## RECORDS FOR THIS EXERCISE
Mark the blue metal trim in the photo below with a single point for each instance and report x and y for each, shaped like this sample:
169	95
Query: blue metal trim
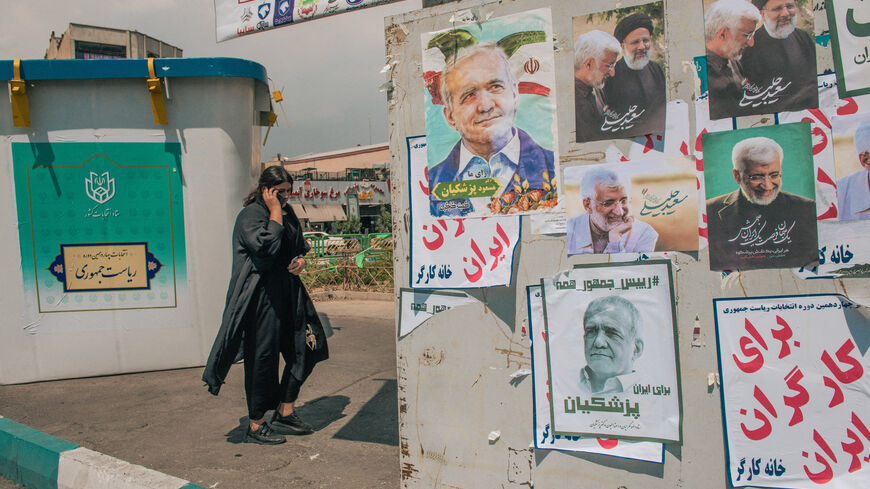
83	69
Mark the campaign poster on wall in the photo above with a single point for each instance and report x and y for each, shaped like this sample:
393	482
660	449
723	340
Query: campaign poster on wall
612	354
760	189
101	225
620	86
674	141
455	253
416	306
637	206
761	57
849	21
843	247
491	116
545	439
795	391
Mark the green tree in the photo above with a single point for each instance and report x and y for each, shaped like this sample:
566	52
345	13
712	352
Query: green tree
384	222
350	226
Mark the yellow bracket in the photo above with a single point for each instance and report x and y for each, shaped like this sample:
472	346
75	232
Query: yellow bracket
18	97
155	87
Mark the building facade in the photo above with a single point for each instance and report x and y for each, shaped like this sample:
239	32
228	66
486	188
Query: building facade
331	187
81	41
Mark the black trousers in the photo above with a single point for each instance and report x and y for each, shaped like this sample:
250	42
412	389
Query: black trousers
266	336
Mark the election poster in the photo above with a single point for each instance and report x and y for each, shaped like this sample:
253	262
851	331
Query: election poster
455	253
545	439
674	141
234	18
612	356
761	210
638	206
849	22
491	116
852	165
620	86
795	391
844	249
101	225
416	306
761	57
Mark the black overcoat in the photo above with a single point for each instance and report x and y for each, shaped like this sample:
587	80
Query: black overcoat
262	249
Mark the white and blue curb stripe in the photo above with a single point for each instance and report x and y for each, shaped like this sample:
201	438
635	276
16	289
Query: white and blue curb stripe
40	461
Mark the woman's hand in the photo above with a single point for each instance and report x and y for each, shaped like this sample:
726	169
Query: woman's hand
296	265
270	197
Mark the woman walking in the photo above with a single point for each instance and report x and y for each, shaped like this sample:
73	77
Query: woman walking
268	312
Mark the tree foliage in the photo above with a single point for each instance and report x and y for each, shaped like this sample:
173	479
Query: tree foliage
384	222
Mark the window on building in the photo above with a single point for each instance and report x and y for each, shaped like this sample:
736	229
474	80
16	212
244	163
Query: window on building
96	50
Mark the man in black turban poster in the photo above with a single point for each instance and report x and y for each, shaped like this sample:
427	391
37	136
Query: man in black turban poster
636	94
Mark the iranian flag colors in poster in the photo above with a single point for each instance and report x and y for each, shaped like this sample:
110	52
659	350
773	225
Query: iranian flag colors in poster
455	253
795	391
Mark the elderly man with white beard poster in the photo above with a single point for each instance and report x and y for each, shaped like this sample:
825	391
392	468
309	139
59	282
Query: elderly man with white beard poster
620	84
782	59
760	224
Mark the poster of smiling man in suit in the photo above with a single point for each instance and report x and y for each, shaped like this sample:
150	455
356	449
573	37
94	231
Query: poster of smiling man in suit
490	117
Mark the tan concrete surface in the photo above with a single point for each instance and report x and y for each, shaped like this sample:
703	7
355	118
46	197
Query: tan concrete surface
168	422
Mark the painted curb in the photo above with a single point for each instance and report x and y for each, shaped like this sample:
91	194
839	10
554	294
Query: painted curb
40	461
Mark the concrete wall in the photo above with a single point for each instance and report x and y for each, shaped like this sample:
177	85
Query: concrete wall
454	370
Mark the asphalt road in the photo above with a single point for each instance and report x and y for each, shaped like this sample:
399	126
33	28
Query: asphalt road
168	422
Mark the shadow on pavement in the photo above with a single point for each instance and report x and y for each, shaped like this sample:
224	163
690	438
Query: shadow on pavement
378	420
323	411
238	434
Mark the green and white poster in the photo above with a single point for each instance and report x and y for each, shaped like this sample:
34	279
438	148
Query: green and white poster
101	225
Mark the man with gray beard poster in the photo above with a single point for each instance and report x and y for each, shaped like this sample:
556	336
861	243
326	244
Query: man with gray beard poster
638	84
760	225
781	63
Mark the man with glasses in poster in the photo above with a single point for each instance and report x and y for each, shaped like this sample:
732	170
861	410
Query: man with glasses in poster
608	225
759	225
729	27
781	63
595	55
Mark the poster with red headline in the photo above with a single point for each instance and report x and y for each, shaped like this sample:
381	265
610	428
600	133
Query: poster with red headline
455	253
545	439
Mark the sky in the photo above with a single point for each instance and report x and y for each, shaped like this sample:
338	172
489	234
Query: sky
328	69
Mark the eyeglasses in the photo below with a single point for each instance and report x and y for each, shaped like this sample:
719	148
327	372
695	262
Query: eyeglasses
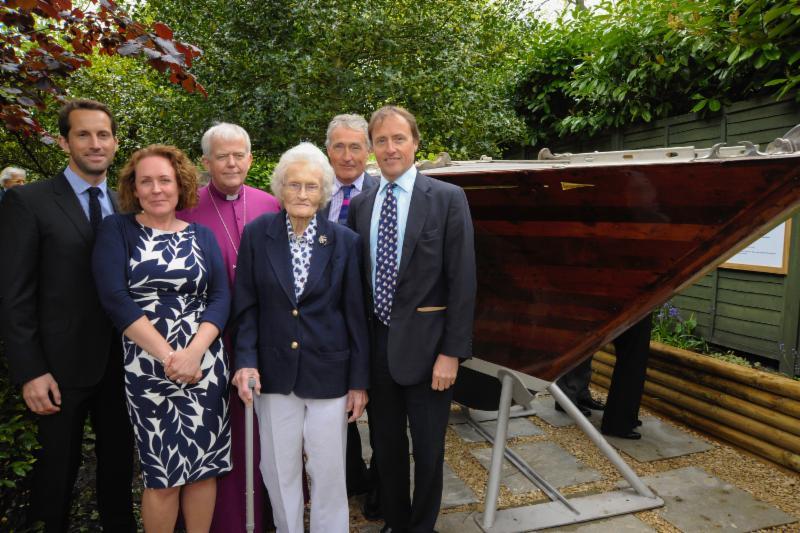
237	156
310	188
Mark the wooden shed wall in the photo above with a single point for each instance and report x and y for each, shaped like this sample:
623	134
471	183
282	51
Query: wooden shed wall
749	311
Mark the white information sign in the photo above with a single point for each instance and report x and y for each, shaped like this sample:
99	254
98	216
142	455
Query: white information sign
770	253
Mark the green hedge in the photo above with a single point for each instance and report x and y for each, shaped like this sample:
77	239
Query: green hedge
623	62
17	445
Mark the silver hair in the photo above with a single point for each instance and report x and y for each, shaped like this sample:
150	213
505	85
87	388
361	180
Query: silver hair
10	172
310	155
352	122
224	131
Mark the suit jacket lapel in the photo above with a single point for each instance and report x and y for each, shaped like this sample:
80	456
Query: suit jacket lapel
322	249
68	202
278	254
364	228
417	212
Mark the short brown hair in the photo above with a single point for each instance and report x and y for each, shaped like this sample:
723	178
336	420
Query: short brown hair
185	174
82	103
383	113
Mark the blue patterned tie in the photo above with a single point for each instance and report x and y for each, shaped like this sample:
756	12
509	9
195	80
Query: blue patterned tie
346	191
95	211
386	257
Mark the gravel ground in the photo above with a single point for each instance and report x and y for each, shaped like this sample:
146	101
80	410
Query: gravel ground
765	481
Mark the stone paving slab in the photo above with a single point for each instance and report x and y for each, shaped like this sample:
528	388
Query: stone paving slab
455	491
366	448
545	407
517	427
697	501
548	459
660	440
462	522
623	524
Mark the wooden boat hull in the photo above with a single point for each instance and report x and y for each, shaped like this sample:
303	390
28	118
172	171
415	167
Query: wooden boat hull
569	257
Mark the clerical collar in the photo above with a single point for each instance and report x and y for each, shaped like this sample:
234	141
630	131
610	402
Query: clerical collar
219	194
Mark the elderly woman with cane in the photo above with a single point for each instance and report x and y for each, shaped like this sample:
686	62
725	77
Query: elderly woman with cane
299	326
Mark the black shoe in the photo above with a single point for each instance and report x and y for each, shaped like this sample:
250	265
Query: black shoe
585	411
359	487
372	505
591	403
630	434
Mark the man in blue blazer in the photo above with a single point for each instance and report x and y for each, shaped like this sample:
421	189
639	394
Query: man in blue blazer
419	247
347	145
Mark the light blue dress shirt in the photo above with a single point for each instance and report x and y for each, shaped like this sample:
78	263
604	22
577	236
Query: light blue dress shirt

## GOAL OF THE EXERCISE
Restate the whole of the material word for word without the pictures.

## CORRECT RESPONSE
Mark the blue metal trim in the photo below with a single point for each instance and report x and y for each, shaped like this sample:
169	95
Query: blue metal trim
83	69
Mark the campaign poster on wall in the photo above with a single point for each instance and report x and y for each, shaped like this sample:
393	482
660	449
723	340
Query: campaign poster on wall
612	354
760	189
101	225
620	86
674	141
455	253
416	306
637	206
761	57
849	21
843	247
491	116
545	439
795	391
Mark the green tree in the photo above with a single point for each instance and report x and y for each, shaped like this sample:
566	52
345	13
712	352
Query: green tree
384	222
350	226
Mark the yellow bracket in the photo above with a single point for each instance and report x and y for each, shaped like this sample:
472	346
75	232
Query: yellow bracket
18	97
155	87
Mark the building facade in the photo above with a single point for each instance and report x and y for each, shaped like this sample:
239	32
228	66
486	188
Query: building facade
331	187
81	41
Mark the black trousers in the photo above with a single point for each instance and report x and y for each, shaped like this sample:
250	42
412	389
Query: black trousers
266	336
Mark the election poster in the photo above with a single point for each instance and report x and y for each, shaped like this sample:
253	262
851	331
Query: election poster
455	253
545	439
674	141
234	18
612	356
761	210
638	206
849	22
491	116
852	165
620	86
795	391
844	249
101	225
416	306
761	57
Mark the black overcoat in the photo above with a single point for each instance and report x and y for each, shaped like this sample:
587	80
Query: black overcoat
262	249
Mark the white and blue curb stripe in the photo above with a single point for each instance and report x and y for each, shaped like this sample:
201	438
635	276
16	289
Query: white and blue curb stripe
40	461
Mark the woman's hand in the photo above with a single point for each instance and report x and y for each, shaped like this sample:
726	169
Query: woman's hand
296	265
270	197
Mark the woman walking in the photo above with a single point for each instance and report x and y for each, shaped like this sample:
73	77
Query: woman walking
268	312
Mark the tree foliage in the photo above with a single point for each instance and report x and y for each, shaped like this sample:
173	479
Query: tree foliage
384	222
Mark the window on building in the photo above with a single point for each instance and report x and y for each, shaped like this sample:
736	229
474	80
16	212
244	163
Query: window on building
96	50
Mark the man in black turban poster in the photo above with a single point for each instance and report x and y for each, shaped like this sample:
427	391
37	136
Query: man in black turban poster
636	94
Mark the iranian flag colors in poster in the photo above with a single point for each instance and report x and y for each, shaped like this sample:
110	52
659	350
773	225
Query: iranian flag colors in poster
455	253
795	391
Mark the elderly man with white beard poster in the photo above with a single point for each instance and report x and y for each, shaped like this sample:
825	391
392	468
309	139
59	282
Query: elderly man with white beard poster
620	84
782	59
760	224
Mark the poster of smiling man in suit in the photo above with a single point for each instance and report x and y for each, shaped like this sample:
150	455
356	449
573	37
94	231
Query: poster of smiling man in suit
490	117
Mark the tan concrete surface in the photo above with a single point for each instance and report x and y for each, shaped like this sample:
703	7
355	118
46	197
Query: tan concrete surface
168	422
Mark the painted curb in the photo above with a single point for each instance and report x and y for each, shaped like this sample:
91	194
839	10
554	294
Query: painted curb
40	461
Mark the concrete wall in the photo above with a single point for each instance and report x and y for each, shaped like this sample:
177	85
Query: concrete wall
454	370
Mark the asphalt road in the photo above with a single point for each instance and report x and y for each, shaped like this sample:
399	126
33	28
Query: asphalt road
168	422
Mark the shadow on pavement in the photo above with a single point for each instance and report x and y for each, shaped like this sample:
224	163
690	438
Query: shadow on pavement
378	420
323	411
238	434
Mark the green and white poster in the photo above with a single point for each instance and report x and y for each, shaped like this sample:
34	279
438	148
Query: green and white poster
101	225
Mark the man with gray beard poster in the photo above with a single point for each instance and report x and y for each, shaped like this sample:
556	336
861	243
326	244
Query: man with gray beard poster
638	84
760	225
781	63
Mark the man with glasses in poster in the photo above with a single point for each instance and report x and y for each, shaped like this sample:
732	170
861	410
Query: man with glasses in poster
608	225
759	225
729	27
781	63
595	55
Mark the poster with red headline in the photo above with a single point for each instance and report x and y for each, shaped like this sample:
381	265
610	428
600	133
Query: poster with red headline
455	253
545	439
Mark the sky in the photo above with a single point for each instance and report x and y for each, shaped like this sample:
338	172
489	234
Query: sky
328	69
Mark the eyeglasses in the photo below with a single point for each instance and report x and y for each, shaped like this sample:
719	148
327	372
695	262
Query: eyeglasses
237	156
310	188
Mark the wooden shed wall in the photo above with a single point for each instance and report x and y for each, shaped like this sample:
623	134
471	183
282	51
Query: wooden shed wall
749	311
Mark the white information sign in the photo above with a single point for each instance and report x and y for each, shaped like this sample:
99	254
98	216
142	455
Query: white information sign
770	253
Mark the green hedge in the photo above with a single point for each instance and report x and y for each, shaped like this sample:
77	239
Query: green hedge
623	62
17	445
Mark the silver hair in the photo above with a single point for each instance and report x and y for each, shaped like this sample:
150	213
505	85
87	388
361	180
Query: silver hair
10	172
310	155
352	122
224	131
Mark the suit jacket lapel in the photo above with a single point for each instance and report x and y for each, shaped like this sample:
80	456
Query: suit jacket lapel
322	249
68	202
278	254
364	228
417	212
Mark the short brown hair in the photo above with a single point for each instance and report x and y for each, shaped like this sample:
723	178
336	420
Query: short brown hair
185	174
82	103
383	113
Mark the blue patterned tie in the photo above with a single point for each instance and report x and y for each, shaped like this sample:
756	12
509	9
195	80
Query: blue patterned tie
346	191
95	211
386	257
Mark the gravel ground in the photo above with a single point for each instance and report x and y for each, shaped like this sample:
146	101
80	410
Query: gravel ground
765	481
Mark the stone paving slab in the photo above with a single point for each instance and report x and y for each, shaped like this sample:
528	388
Query: stone paving slab
455	491
366	448
545	407
517	427
697	501
548	459
660	440
462	522
623	524
Mark the wooden boat hull in the photo above with a single point for each instance and report x and y for each, shaped like this sample:
303	390
28	118
172	171
415	167
Query: wooden boat hull
569	257
Mark the clerical collar in the photo above with a single point for each instance and report x and y for each, shaped like this sample:
234	141
630	131
610	402
Query: clerical collar
219	194
Mark the elderly woman with cane in the photo above with a single point for each instance and report x and y for each, shaped like this sample:
686	62
725	77
Query: elderly woman with cane
299	326
Mark the black shoe in the photo above with a single point for each instance and report x and y for each, shaped like this sample:
250	265
Query: black shoe
585	411
359	487
372	505
591	403
630	434
Mark the man in blue blazer in the photo above with a single point for each instance and report x and y for each, shaped like this sample:
421	189
639	394
Query: man in blue blazer
419	247
347	145
Mark the light blue dress shirt in the photo above with a single point for each instance and report x and y for each, shaped like this sample:
78	263
604	22
577	236
Query: light blue dress shirt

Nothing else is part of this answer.